> _Desafio 1_
Segundo o texto sobre o livro de Salinger, como alguns críticos dividem a literatura do século XX?
> _Desafio 2_
Redigite o trecho do texto sobre o livro de Salinger entre "Agora, enfim, vamos" e "campo de centeio.", inclusive.

**** Texto selecionado ****

J. D. Salinger, enquanto agride o fotografo
E eu sei que se você está lendo isso é porque está esperando aquele momento do “e o livro fala sobre...” e “o que eu achei do livro...” mas, antes do praxe, preciso dizer que toda essa aura de mito me fez, quando comecei a ler, ter aquela sensação de estar realizando algo, e quando terminei fui mais uma vítima da idealização vs. realidade, sem que isso signifique que eu não tenha gostado, só que toda expectativa criou um quadro irrealizável na prática, o que não me tornou o mais ideal dos leitores (você também já deve ter passado por isso).
Agora, enfim, vamos falar do livro! O livro polêmico, que colocou J. D. Salinger ao mesmo tempo no limbo dos autores “proibidos” em várias partes do mundo (e do próprio EUA), e nos pedestais dos maiores escritores do século XX (dá para entender porque o cara decidiu se isolar boa parte de sua vida). Em todo caso, o livro que também é envolto por polêmicas, censuras e proibições, além de ser associado com vários assassinatos famosos (os Beatles que o digam), também é responsável por uma das maiores revoluções literárias já registradas. E não apenas para a literatura americana, para a literatura mundial como um todo. Há até críticos que dividem a literatura do século XX com um antes e depois do O apanhador no campo de centeio.

**** Dados extraídos ****

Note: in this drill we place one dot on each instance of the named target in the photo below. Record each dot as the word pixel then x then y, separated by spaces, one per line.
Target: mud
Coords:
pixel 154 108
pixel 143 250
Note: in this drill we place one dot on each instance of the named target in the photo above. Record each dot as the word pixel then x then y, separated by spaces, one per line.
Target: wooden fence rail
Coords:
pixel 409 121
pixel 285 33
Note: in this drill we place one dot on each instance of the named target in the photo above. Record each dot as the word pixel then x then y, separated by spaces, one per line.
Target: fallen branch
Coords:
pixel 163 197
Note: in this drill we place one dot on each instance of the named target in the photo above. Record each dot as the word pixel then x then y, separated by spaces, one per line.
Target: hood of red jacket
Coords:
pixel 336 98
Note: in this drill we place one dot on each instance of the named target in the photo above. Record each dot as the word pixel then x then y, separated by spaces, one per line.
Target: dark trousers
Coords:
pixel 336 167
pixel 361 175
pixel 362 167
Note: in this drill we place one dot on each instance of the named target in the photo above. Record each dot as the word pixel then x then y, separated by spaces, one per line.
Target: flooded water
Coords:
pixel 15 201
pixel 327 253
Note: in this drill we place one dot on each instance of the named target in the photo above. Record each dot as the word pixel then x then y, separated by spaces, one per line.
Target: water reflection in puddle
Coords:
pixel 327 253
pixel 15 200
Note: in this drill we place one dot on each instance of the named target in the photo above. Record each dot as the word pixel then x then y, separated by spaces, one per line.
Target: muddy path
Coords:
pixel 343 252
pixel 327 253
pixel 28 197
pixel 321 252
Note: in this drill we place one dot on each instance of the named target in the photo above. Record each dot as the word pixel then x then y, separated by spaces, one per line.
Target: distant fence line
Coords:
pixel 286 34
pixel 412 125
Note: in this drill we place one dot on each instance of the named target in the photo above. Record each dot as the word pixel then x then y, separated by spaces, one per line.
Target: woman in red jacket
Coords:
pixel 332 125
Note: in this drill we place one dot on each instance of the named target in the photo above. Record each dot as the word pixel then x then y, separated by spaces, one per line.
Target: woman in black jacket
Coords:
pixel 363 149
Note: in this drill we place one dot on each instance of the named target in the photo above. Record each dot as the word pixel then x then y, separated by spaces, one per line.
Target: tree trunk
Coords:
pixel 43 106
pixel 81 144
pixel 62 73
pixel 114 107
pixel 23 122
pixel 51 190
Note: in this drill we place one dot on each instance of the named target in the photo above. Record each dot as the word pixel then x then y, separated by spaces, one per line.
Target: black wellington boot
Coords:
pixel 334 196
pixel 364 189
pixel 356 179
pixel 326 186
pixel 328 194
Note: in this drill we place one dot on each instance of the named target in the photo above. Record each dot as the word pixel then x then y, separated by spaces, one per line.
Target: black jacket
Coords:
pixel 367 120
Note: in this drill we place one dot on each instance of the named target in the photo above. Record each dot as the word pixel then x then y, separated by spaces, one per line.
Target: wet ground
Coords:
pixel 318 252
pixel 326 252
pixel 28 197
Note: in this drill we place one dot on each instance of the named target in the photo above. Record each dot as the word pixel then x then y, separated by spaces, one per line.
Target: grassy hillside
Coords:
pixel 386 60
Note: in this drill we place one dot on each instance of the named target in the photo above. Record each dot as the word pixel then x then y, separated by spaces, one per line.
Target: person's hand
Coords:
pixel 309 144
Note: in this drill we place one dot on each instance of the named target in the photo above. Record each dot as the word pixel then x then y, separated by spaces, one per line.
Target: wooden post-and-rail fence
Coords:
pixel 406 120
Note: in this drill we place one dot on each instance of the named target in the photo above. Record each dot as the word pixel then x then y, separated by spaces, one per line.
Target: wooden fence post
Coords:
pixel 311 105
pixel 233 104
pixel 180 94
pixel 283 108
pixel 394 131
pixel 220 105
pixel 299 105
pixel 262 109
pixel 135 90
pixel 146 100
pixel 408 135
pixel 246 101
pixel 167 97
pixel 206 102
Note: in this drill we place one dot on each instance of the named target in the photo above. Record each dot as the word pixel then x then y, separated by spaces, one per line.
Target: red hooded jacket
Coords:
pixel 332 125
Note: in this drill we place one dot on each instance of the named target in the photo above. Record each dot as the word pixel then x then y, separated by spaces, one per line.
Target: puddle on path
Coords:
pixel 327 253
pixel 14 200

****
**** Dados extraídos ****

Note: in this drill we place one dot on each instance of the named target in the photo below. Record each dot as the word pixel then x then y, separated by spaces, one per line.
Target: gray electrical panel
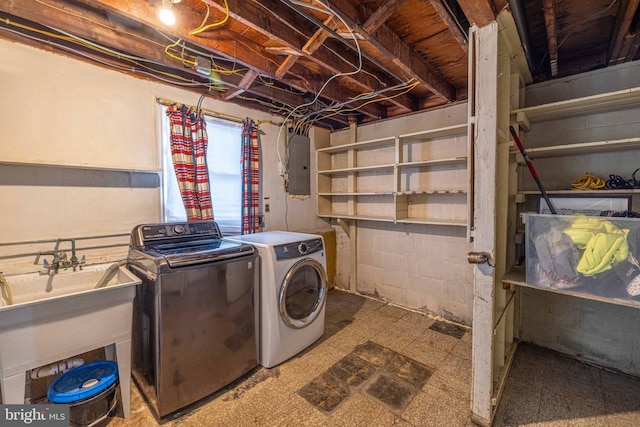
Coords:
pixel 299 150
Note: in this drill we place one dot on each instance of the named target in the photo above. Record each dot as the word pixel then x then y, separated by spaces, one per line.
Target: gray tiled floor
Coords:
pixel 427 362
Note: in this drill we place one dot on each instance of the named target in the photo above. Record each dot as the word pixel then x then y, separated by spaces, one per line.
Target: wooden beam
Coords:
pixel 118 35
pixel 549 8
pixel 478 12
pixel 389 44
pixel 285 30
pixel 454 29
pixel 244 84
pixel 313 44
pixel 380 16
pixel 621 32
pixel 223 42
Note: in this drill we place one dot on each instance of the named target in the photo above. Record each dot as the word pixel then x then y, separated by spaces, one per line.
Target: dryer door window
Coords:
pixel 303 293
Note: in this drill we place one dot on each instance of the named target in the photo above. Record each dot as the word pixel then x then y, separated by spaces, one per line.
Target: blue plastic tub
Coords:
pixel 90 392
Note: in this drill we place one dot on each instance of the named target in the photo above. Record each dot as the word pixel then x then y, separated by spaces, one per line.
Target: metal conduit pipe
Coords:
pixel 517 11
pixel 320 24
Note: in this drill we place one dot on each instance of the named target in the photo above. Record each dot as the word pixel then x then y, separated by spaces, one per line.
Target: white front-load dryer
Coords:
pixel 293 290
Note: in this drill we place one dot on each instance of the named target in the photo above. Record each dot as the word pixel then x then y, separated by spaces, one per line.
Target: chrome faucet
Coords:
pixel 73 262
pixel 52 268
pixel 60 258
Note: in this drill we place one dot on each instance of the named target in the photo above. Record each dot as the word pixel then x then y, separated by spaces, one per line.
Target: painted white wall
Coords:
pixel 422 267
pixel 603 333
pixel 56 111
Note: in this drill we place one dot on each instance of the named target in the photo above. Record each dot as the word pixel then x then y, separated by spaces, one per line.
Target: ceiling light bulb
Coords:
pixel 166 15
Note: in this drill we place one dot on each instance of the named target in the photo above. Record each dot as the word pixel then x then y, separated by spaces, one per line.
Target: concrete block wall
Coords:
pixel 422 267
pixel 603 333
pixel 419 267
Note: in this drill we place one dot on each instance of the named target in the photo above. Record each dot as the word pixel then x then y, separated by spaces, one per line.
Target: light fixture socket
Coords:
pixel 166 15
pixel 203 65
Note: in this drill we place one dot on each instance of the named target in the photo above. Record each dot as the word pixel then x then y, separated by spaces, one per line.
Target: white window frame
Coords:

****

> _Resposta completa 1_
Com um antes e depois de O apanhador no campo de centeio.

> _Resposta completa 2_
Agora, enfim, vamos falar do livro! O livro polêmico, que colocou J. D. Salinger ao mesmo tempo no limbo dos autores “proibidos” em várias partes do mundo (e do próprio EUA), e nos pedestais dos maiores escritores do século XX (dá para entender porque o cara decidiu se isolar boa parte de sua vida). Em todo caso, o livro que também é envolto por polêmicas, censuras e proibições, além de ser associado com vários assassinatos famosos (os Beatles que o digam), também é responsável por uma das maiores revoluções literárias já registradas. E não apenas para a literatura americana, para a literatura mundial como um todo. Há até críticos que dividem a literatura do século XX com um antes e depois do O apanhador no campo de centeio.